Having read the listing below, repeat it exactly.

(RECORDED INFORMATION)

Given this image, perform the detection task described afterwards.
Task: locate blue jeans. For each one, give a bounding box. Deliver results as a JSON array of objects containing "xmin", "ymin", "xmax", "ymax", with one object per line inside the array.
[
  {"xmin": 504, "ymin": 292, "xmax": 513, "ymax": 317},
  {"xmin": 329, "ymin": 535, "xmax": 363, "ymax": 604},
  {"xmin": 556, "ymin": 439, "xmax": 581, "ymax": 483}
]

(End RECORDED INFORMATION)

◆ **OUTPUT FOR THIS EXERCISE**
Given this image, perform the detection task described afterwards.
Task: locate blue jeans. For each one, give a bounding box. Deliver results as a JSON array of objects containing "xmin", "ymin", "xmax", "ymax", with one object per line inside the array.
[
  {"xmin": 504, "ymin": 292, "xmax": 513, "ymax": 317},
  {"xmin": 329, "ymin": 535, "xmax": 363, "ymax": 604},
  {"xmin": 556, "ymin": 439, "xmax": 581, "ymax": 483}
]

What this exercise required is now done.